Dataset items about object locations
######
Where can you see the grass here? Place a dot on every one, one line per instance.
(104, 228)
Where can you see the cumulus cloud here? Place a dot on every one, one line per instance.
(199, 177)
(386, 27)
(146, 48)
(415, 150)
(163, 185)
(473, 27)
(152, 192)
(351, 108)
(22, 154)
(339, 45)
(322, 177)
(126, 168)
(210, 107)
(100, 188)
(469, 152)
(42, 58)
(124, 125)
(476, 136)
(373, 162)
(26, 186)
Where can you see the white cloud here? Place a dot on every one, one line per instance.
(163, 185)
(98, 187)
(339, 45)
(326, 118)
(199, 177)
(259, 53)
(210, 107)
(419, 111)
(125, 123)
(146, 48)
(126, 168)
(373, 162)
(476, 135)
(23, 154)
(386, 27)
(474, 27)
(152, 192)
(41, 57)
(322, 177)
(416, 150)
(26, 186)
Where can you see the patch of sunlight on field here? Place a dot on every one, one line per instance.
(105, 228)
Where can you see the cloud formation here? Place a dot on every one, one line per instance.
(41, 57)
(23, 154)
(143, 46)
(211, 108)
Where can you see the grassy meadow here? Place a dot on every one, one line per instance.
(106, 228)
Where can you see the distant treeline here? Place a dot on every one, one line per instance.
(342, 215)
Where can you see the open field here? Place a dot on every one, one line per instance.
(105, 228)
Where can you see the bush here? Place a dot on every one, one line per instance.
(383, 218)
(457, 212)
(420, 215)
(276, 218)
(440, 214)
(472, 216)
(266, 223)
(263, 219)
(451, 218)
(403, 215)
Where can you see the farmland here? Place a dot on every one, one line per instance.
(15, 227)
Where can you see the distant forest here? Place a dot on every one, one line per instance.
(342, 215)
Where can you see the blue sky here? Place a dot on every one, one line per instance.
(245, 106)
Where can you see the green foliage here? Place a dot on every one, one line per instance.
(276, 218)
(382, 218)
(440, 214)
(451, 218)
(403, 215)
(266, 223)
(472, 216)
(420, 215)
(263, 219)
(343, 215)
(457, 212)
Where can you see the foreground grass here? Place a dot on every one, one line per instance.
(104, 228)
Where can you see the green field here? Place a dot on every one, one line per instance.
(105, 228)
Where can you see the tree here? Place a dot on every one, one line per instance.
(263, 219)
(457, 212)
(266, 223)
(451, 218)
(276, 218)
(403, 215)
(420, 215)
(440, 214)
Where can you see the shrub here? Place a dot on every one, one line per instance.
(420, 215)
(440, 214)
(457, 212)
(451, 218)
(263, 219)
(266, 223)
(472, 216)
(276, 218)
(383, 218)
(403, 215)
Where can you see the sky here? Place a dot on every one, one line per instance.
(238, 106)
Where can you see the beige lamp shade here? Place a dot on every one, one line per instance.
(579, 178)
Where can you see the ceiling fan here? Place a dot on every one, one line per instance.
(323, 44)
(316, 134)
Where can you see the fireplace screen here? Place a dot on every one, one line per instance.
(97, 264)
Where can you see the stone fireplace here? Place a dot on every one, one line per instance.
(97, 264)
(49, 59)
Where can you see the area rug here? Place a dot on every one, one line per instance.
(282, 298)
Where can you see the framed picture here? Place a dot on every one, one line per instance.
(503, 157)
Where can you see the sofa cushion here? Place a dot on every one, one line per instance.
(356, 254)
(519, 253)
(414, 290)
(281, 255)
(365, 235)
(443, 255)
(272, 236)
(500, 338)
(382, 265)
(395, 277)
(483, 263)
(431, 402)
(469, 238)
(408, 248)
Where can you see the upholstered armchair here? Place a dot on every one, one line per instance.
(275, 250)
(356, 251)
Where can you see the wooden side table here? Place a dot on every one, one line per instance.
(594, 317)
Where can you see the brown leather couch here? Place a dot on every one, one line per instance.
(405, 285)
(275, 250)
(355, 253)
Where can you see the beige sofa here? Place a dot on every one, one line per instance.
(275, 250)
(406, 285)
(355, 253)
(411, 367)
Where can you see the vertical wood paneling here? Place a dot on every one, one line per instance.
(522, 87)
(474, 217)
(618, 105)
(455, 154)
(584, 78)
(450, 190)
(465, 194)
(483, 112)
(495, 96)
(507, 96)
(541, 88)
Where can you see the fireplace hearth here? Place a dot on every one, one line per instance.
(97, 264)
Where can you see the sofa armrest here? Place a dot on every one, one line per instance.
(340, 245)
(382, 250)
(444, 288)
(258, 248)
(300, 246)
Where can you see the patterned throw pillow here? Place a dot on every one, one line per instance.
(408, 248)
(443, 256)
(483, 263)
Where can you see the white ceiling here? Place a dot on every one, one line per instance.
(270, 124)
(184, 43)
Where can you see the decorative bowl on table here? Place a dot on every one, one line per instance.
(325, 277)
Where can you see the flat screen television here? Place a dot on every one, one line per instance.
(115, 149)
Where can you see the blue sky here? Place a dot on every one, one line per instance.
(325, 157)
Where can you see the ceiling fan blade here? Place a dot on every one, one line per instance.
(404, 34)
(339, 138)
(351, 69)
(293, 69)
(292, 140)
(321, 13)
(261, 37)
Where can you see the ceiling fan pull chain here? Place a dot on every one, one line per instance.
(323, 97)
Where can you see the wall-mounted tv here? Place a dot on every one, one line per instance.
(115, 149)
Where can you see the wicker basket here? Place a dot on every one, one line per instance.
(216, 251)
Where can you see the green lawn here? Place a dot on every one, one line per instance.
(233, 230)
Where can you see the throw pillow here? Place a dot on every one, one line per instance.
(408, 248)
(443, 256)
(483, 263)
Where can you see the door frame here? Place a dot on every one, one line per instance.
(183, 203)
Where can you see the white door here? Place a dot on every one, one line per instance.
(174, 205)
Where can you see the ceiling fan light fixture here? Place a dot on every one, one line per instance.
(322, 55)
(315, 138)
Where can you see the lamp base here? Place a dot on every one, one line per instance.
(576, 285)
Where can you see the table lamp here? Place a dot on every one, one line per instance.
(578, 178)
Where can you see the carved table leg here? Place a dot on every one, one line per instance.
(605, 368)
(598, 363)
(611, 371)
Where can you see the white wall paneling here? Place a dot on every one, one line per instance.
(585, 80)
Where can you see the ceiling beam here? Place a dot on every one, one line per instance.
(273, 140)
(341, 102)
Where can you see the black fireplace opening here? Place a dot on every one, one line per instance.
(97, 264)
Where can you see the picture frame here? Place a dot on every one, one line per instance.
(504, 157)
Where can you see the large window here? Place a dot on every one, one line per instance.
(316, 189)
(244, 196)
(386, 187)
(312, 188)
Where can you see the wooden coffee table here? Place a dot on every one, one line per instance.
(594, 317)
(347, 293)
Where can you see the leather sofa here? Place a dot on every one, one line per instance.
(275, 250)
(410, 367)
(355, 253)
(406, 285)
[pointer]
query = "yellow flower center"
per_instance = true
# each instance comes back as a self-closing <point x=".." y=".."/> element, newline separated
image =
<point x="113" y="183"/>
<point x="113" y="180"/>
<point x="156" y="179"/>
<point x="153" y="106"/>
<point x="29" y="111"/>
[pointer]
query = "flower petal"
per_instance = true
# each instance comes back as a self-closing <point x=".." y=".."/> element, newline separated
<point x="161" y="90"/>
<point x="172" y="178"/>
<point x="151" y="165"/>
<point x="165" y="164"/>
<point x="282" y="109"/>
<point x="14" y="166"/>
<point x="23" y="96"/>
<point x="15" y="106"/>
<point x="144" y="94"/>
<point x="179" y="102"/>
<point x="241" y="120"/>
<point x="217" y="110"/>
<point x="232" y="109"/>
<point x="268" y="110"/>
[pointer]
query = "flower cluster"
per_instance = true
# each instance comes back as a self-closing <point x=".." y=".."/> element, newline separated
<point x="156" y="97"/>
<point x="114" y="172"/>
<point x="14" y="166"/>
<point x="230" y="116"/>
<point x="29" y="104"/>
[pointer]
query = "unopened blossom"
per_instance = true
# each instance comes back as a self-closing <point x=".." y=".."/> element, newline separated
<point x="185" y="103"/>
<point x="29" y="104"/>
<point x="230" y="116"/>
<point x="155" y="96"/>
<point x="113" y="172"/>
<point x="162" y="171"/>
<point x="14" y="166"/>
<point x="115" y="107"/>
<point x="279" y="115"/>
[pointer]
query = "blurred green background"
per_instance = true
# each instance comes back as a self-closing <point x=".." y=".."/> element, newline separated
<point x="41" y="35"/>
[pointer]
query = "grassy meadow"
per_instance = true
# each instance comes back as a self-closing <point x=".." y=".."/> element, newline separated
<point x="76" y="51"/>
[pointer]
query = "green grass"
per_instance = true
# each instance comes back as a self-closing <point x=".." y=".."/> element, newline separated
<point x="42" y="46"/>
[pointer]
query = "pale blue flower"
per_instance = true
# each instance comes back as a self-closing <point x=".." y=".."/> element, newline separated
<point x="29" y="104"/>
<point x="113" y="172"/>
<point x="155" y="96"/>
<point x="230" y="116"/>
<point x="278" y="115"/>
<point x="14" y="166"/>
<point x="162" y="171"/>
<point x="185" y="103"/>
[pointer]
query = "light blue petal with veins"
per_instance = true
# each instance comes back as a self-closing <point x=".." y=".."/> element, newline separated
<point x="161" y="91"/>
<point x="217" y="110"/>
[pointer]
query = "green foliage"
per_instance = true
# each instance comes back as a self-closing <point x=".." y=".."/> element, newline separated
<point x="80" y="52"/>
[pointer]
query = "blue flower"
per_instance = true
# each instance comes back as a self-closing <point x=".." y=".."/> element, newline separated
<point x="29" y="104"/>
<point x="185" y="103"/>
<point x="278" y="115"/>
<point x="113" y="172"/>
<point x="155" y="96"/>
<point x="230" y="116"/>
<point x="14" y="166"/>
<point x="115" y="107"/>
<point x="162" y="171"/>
######
Which lines in the items above contain the word "wooden"? Pull out each of those lines, treating uppercase and lowercase as different.

Where can you see the wooden side table here? Place a dot on every one, one line per instance.
Where can you see the wooden coffee table here? Place a dot on every one, one line per instance.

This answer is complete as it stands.